● Source records:

>> BEGIN

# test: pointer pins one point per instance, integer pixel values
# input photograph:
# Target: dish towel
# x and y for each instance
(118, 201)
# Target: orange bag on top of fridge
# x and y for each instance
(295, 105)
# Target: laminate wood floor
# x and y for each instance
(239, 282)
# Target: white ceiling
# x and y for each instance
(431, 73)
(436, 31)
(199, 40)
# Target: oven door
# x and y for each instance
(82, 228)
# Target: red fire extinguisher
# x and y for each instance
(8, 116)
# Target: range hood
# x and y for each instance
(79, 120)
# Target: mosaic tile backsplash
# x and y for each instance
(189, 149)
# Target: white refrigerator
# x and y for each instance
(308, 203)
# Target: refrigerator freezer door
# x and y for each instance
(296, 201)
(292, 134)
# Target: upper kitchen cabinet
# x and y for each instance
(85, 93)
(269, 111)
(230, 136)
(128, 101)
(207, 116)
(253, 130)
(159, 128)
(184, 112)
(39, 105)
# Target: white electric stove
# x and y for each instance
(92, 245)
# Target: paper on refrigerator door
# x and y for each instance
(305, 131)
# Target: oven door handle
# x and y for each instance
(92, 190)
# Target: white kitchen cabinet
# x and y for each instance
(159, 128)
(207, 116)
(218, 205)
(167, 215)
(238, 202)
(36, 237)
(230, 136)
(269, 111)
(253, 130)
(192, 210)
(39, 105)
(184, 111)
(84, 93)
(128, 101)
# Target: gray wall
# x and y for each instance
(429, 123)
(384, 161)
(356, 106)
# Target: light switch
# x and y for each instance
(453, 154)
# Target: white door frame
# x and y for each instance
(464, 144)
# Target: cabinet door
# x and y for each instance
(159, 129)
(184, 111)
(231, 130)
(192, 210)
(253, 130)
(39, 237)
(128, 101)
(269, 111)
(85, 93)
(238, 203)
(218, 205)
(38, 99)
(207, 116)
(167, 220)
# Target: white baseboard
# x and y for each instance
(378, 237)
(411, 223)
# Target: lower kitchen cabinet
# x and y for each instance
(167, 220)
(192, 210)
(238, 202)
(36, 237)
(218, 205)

>> END

● Your objective: Rescale the stretch of entries from the line containing "# Target: paper on refrigerator door" through the end of the entries, both ends included. Reproduce every line, requests included, but multiply each x and y point coordinate in the answers by 0.6 and round to whole numbers, with halves rounded up.

● Solution to this task:
# Target: paper on refrigerator door
# x and y for each instance
(183, 79)
# Target: oven door handle
# x and y for each instance
(55, 114)
# Target: white kitchen cabinet
# x and y for each instance
(95, 77)
(124, 70)
(131, 123)
(100, 129)
(143, 121)
(22, 142)
(138, 82)
(161, 67)
(152, 78)
(115, 126)
(23, 63)
(110, 67)
(50, 56)
(77, 61)
# Target: gray wall
# x and y for each instance
(257, 74)
(230, 97)
(214, 64)
# Target: light switch
# x and y for each instance
(272, 92)
# Target: white door frame
# x and y for each instance
(278, 86)
# Target: cabinet door
# x and y for each instance
(95, 77)
(110, 67)
(139, 78)
(115, 126)
(152, 78)
(23, 142)
(77, 61)
(161, 67)
(51, 56)
(143, 122)
(131, 123)
(23, 59)
(124, 70)
(100, 132)
# Target: white baseboard
# x and y for each instance
(227, 142)
(247, 134)
# Target: lower kitchen cabinet
# x and y for each instance
(100, 132)
(115, 126)
(143, 121)
(22, 142)
(131, 123)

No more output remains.